What is being asked:
Word for word, copy the entire listing below, but do not carry over any pictures.

Exercise materials:
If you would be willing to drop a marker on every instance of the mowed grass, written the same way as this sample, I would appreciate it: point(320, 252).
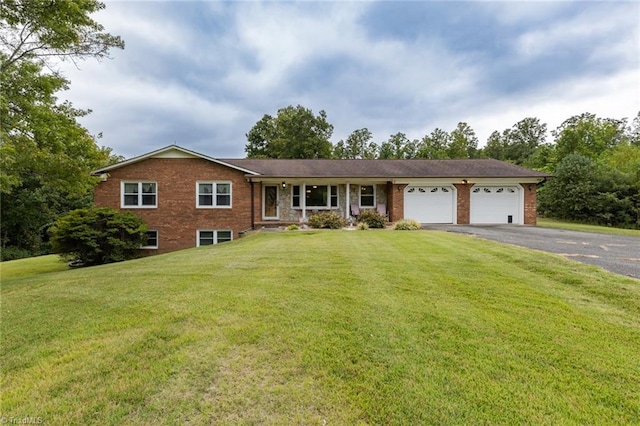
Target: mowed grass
point(326, 327)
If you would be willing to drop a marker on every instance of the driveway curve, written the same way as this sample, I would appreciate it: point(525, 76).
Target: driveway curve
point(615, 253)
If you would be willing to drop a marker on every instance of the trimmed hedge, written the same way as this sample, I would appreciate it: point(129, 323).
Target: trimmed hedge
point(372, 218)
point(98, 235)
point(327, 220)
point(407, 225)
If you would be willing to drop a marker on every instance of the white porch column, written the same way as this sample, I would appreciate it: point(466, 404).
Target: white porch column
point(303, 201)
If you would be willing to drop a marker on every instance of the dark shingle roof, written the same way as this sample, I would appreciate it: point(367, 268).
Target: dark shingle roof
point(385, 168)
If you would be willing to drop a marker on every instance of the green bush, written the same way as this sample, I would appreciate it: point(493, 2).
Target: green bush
point(13, 253)
point(407, 225)
point(327, 220)
point(372, 218)
point(100, 235)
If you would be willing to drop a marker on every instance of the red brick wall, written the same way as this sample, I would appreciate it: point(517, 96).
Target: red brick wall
point(463, 201)
point(530, 208)
point(176, 218)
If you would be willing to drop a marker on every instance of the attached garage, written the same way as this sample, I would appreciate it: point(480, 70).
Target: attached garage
point(496, 204)
point(429, 204)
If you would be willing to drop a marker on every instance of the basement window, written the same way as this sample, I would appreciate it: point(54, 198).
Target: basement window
point(212, 236)
point(152, 240)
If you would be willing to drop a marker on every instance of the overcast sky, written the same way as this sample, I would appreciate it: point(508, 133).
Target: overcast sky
point(201, 74)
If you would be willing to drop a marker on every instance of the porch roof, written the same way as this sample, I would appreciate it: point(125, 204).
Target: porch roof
point(320, 168)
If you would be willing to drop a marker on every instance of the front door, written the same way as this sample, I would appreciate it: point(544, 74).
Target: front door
point(270, 202)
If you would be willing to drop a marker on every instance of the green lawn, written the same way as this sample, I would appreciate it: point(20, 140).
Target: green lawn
point(326, 327)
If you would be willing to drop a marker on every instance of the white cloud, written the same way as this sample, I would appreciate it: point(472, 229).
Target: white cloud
point(595, 28)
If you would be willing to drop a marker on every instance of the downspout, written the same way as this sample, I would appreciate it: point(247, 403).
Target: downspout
point(303, 201)
point(253, 221)
point(347, 208)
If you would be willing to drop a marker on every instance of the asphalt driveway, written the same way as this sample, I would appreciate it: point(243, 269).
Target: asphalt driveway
point(619, 254)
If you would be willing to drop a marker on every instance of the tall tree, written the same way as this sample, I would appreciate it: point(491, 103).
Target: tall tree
point(523, 139)
point(41, 30)
point(496, 146)
point(45, 155)
point(434, 146)
point(464, 143)
point(588, 135)
point(294, 133)
point(517, 144)
point(398, 147)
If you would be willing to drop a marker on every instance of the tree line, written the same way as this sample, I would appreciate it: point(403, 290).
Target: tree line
point(595, 161)
point(46, 156)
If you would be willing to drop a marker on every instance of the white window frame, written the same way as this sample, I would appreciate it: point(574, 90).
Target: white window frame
point(215, 236)
point(330, 196)
point(214, 194)
point(140, 194)
point(147, 247)
point(373, 206)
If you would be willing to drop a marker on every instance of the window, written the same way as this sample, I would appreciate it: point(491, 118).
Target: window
point(152, 240)
point(214, 194)
point(324, 196)
point(209, 237)
point(295, 197)
point(367, 196)
point(139, 194)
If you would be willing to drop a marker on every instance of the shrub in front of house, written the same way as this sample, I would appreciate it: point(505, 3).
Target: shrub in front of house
point(98, 235)
point(327, 220)
point(407, 225)
point(362, 226)
point(372, 218)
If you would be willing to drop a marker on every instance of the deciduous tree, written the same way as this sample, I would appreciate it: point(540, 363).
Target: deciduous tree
point(45, 154)
point(464, 143)
point(294, 133)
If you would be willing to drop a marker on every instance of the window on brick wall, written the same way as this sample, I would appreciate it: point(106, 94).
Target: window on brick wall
point(367, 196)
point(213, 194)
point(152, 240)
point(208, 237)
point(316, 196)
point(139, 194)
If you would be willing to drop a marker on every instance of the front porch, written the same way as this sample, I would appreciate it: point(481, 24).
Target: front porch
point(293, 203)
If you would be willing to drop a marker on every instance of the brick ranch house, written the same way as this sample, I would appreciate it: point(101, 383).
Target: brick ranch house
point(189, 199)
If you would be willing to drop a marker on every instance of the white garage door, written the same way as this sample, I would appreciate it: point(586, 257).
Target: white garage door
point(495, 204)
point(429, 204)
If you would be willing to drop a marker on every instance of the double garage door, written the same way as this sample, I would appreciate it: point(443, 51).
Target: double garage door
point(437, 204)
point(429, 204)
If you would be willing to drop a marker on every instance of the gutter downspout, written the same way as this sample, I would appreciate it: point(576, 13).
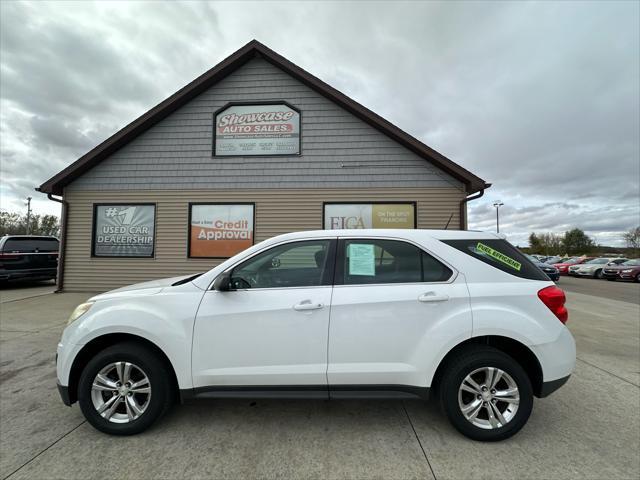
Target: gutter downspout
point(63, 240)
point(463, 205)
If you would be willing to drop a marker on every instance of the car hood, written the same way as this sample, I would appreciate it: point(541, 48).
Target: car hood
point(145, 288)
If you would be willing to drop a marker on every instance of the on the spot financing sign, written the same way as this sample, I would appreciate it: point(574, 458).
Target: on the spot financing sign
point(369, 215)
point(220, 231)
point(257, 130)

Written response:
If you would be willing to drop a marker on every instance of the mowed grass, written the same way as this sample, I would appreciate it: point(320, 252).
Target: mowed grass
point(326, 327)
If you would be willing to drop a marker on every instance of the driveway curve, written the same way as this sample, I would appreciate it: point(525, 76).
Target: driveway curve
point(615, 253)
If you would be willing to drop a marker on every instance of the trimmed hedge, written the same way as this sample, I would appreciate it: point(129, 323).
Target: trimmed hedge
point(372, 218)
point(98, 235)
point(327, 220)
point(407, 225)
If you would be willing to drop a marker on every instance of the white porch column, written the same way as this sample, I would appreciate it: point(466, 404).
Target: white porch column
point(303, 201)
If you would be willing to drop a marker on every instance of the dark shingle roof, written the same way as this sample, I would appreciate it: point(367, 268).
Target: dark shingle roof
point(385, 168)
If you would be willing to drop a marker on every instance of the green bush, written the same way as this sample, I would appreciate it: point(493, 2).
Target: green bush
point(13, 253)
point(407, 225)
point(327, 220)
point(372, 218)
point(100, 235)
If you would be willing to drop a marker on every instance of the red brick wall, written the same way as this sample, I would appreciate it: point(517, 96).
Target: red brick wall
point(463, 201)
point(530, 208)
point(176, 218)
If you would be willing to drop a marker on every instance of the attached garage, written the same way as this sample, I would appreciate it: point(480, 70).
Target: attached garage
point(496, 204)
point(429, 204)
If you would be willing to drop a marker on every instance of the basement window, written the same way as this sample, I would appreciate it: point(54, 198).
Target: basement window
point(212, 236)
point(152, 240)
If you would be willing to drop a marker on every instance of the overcast sky, written the same way as this sample, I would appreciate it: point(508, 133).
Target: overcast sky
point(201, 74)
If you would be willing to drop a marker on every instance of the porch roof, written the same way as this sample, I would appreciate it: point(125, 204).
Target: porch roof
point(320, 168)
If you would be willing to drop a marker on every instance of the front door, written the same way as this sample, I would appreciate it: point(544, 74).
Target: front door
point(270, 202)
If you would be willing to drop a marker on every instance of the green lawn, written the same way as this sample, I would appreciate it: point(20, 140).
Target: green lawn
point(326, 327)
If you would be willing to drop a marker on every instance of the white cloud, written the same way as this sample, I would appreciate it: point(472, 229).
Target: white cloud
point(595, 28)
If you would be willing to drop a marker on every instance of the downspout, written the same way as this sample, I would appreciate it: point(247, 403).
Target: downspout
point(303, 201)
point(253, 221)
point(347, 208)
If you would be willing to drop a marker on every instance of the asphalt driveway, written the same way as this sample, I would appreciate it: point(243, 269).
Target: asphalt driveway
point(619, 254)
If you would be willing to drop a marker on every instance of the tall tree, written the same way as this sample, I would appreciate it: point(491, 103).
Target: tall tree
point(523, 139)
point(41, 30)
point(496, 146)
point(45, 155)
point(434, 146)
point(464, 143)
point(588, 135)
point(294, 133)
point(517, 144)
point(398, 147)
If you would be willing to drop a marker on every instance of the tree line, written the same way as this sample, I would appreciate it: point(403, 290).
Target: tree line
point(595, 161)
point(46, 156)
If you would be willing to drop a marker on every instance of the white window frame, written the same way as this sample, I would appreciate it: point(574, 90).
Target: white window frame
point(215, 236)
point(330, 196)
point(214, 194)
point(140, 194)
point(147, 247)
point(373, 206)
If you would be willing to drop a marker on every instance of the window, written the same way as this sample, I would appreciate it: point(491, 118).
Target: window
point(152, 240)
point(214, 194)
point(324, 196)
point(209, 237)
point(295, 197)
point(367, 196)
point(139, 194)
If you would be willing to drop a marker on every instance of the shrub in front of house, written the same way as this sample, I would appreciate it: point(505, 3).
Target: shrub in front of house
point(98, 235)
point(327, 220)
point(407, 225)
point(362, 226)
point(372, 218)
If you would be willing to drop a marker on every instance of the deciduous tree, written the same way as this sample, I would appreciate it: point(540, 363).
Target: deciduous tree
point(45, 154)
point(464, 143)
point(294, 133)
If you would be willing to drop a marker on every instance of the window on brick wall, written the same way as this sample, I would appreciate it: point(106, 94).
Target: window on brick wall
point(367, 196)
point(213, 194)
point(152, 240)
point(208, 237)
point(316, 196)
point(139, 194)
If you would be willing to drop a marker on every instance of the front porch, written the same way as this sample, I would appreciate it: point(481, 24).
Target: front porch
point(293, 203)
If you would be willing to drop a marker on every instance of the brick ranch house, written the same way as this sample, I would appreciate it: point(101, 383).
Target: brick ranch house
point(189, 199)
If you would be willing to drop a marker on every instance of the white garage door, written the same way as this sample, I would appreciate it: point(586, 257).
Target: white garage door
point(495, 204)
point(429, 204)
If you would be willing to drop a marker on every instance of the double garage door, written the same way as this sample, I would appreciate it: point(443, 51).
Target: double garage door
point(437, 204)
point(429, 204)
If you would be willing to drop a marker on every instance of the gutter downspout, written the same way as this sample, I would appreciate it: point(576, 13).
Target: gutter downspout
point(63, 240)
point(463, 205)
If you would be willing to drop a marker on every instance of the car hood, written the same way as this sample, I would appreciate it: point(541, 48).
Target: car hood
point(145, 288)
If you would be willing to drop a marker on every instance of the on the spot financing sign, written the same way as this sample, I would appreciate it: point(574, 458).
Target: on the spot financing sign
point(369, 215)
point(220, 231)
point(257, 130)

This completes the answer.